## Start THE INPUT

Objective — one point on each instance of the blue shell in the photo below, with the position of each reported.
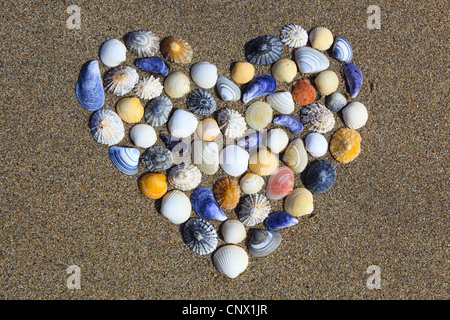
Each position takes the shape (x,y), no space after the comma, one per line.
(342,50)
(263,50)
(125,159)
(201,102)
(290,122)
(354,78)
(206,206)
(89,88)
(259,86)
(320,177)
(250,141)
(280,220)
(154,65)
(174,144)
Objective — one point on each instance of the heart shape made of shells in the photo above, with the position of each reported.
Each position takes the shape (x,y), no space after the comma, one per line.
(254,154)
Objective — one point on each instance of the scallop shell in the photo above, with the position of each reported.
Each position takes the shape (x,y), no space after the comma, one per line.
(233,231)
(345,145)
(263,242)
(228,90)
(317,118)
(130,110)
(321,38)
(184,176)
(355,115)
(258,115)
(282,102)
(231,260)
(259,86)
(121,80)
(205,155)
(299,202)
(200,236)
(157,111)
(263,50)
(316,144)
(148,88)
(263,163)
(310,60)
(254,209)
(227,193)
(107,127)
(251,183)
(177,84)
(176,50)
(242,72)
(142,43)
(157,158)
(204,74)
(125,159)
(201,102)
(231,123)
(280,184)
(182,123)
(295,156)
(153,185)
(234,160)
(277,140)
(294,36)
(112,53)
(89,87)
(176,207)
(320,177)
(143,135)
(327,82)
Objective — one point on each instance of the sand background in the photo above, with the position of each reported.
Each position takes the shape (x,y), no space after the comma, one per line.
(64,203)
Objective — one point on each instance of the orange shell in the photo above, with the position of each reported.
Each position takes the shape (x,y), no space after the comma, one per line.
(303,92)
(176,50)
(345,145)
(227,193)
(153,185)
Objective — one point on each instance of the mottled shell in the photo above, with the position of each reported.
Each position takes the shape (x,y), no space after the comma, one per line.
(345,145)
(153,185)
(184,176)
(176,50)
(299,202)
(254,209)
(227,193)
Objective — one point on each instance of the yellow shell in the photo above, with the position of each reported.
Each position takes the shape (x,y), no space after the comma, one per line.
(263,163)
(130,110)
(345,145)
(242,72)
(299,202)
(153,185)
(208,129)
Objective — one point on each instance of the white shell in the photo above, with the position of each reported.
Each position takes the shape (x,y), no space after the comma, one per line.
(182,123)
(234,160)
(231,260)
(316,144)
(177,84)
(143,135)
(355,115)
(176,207)
(277,140)
(205,155)
(310,60)
(113,52)
(204,74)
(282,102)
(233,231)
(228,90)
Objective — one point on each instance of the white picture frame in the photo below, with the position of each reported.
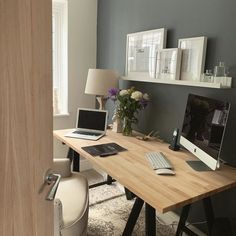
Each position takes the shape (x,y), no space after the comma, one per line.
(168,63)
(193,57)
(141,49)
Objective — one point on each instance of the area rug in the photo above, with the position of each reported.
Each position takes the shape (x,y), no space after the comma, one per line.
(109,211)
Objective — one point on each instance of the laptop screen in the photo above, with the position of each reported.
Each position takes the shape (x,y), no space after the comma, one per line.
(92,119)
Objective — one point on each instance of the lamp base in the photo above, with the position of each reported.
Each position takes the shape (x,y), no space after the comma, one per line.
(101,100)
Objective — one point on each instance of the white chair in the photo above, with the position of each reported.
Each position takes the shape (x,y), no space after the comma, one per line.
(71,201)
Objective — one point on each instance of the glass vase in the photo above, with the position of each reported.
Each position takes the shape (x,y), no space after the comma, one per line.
(127,127)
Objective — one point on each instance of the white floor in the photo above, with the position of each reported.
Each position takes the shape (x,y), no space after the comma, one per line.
(169,218)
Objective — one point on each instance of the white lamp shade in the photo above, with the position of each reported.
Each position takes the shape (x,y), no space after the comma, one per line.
(99,81)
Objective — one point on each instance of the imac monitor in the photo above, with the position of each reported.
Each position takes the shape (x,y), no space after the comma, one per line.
(203,128)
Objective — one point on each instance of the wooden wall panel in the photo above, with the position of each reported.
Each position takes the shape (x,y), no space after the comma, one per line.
(25,116)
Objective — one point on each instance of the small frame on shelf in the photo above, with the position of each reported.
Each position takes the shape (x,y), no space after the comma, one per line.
(193,57)
(168,63)
(141,49)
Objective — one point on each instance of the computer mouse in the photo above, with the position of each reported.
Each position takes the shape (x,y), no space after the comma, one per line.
(165,172)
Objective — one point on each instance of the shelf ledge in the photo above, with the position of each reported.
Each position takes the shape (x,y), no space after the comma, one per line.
(226,85)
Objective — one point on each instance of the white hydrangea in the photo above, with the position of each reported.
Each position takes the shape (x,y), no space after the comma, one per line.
(137,95)
(123,92)
(145,96)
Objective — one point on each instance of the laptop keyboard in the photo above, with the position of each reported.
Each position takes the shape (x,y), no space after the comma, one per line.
(86,133)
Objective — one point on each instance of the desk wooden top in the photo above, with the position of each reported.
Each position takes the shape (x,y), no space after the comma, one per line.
(164,193)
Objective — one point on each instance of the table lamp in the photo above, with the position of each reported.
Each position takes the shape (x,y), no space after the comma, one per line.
(99,81)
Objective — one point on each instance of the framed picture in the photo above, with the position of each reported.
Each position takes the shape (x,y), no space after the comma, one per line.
(193,57)
(168,63)
(141,49)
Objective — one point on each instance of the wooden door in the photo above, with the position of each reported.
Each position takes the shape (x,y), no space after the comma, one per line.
(25,116)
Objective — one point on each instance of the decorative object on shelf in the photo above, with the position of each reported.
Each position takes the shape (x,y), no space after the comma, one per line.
(207,77)
(98,82)
(168,63)
(128,103)
(141,51)
(193,57)
(117,123)
(221,70)
(153,135)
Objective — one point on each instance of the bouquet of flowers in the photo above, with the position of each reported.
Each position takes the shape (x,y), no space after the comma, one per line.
(129,102)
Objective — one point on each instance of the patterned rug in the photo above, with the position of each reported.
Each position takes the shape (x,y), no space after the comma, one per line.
(109,211)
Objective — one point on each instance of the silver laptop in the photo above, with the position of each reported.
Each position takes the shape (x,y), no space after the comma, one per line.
(90,124)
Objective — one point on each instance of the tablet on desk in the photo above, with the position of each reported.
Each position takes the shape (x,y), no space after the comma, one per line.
(103,149)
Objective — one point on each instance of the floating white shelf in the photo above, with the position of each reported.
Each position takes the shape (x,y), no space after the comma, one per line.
(227,83)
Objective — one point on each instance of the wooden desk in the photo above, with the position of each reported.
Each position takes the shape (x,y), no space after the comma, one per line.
(164,193)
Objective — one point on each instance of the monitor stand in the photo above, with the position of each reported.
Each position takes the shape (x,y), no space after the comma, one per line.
(198,166)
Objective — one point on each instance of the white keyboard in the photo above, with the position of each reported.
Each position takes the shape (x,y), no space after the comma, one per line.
(158,160)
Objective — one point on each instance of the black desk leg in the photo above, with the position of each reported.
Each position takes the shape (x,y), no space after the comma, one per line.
(150,220)
(182,220)
(209,213)
(109,180)
(134,214)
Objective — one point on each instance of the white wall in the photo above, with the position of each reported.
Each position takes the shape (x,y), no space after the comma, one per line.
(82,45)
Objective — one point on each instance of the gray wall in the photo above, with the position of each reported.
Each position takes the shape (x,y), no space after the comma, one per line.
(183,19)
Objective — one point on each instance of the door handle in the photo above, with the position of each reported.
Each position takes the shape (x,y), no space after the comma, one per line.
(52,179)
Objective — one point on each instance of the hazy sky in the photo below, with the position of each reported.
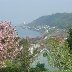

## End THE INPUT

WHAT THE TASK REQUIRES: Show each line of the records that contains the word "wooden".

WORKED SOLUTION:
Objective — one point on each instance of the wooden wall panel in the photo above, with the position of each reported.
Objective — one point on each instance of the desk wooden top in the photo above, with the position of each reported.
Objective — one point on each instance of the wooden door in the photo above, with the position of each reported.
Objective — one point on each instance of the wooden desk in the photo above, with the position of each reported.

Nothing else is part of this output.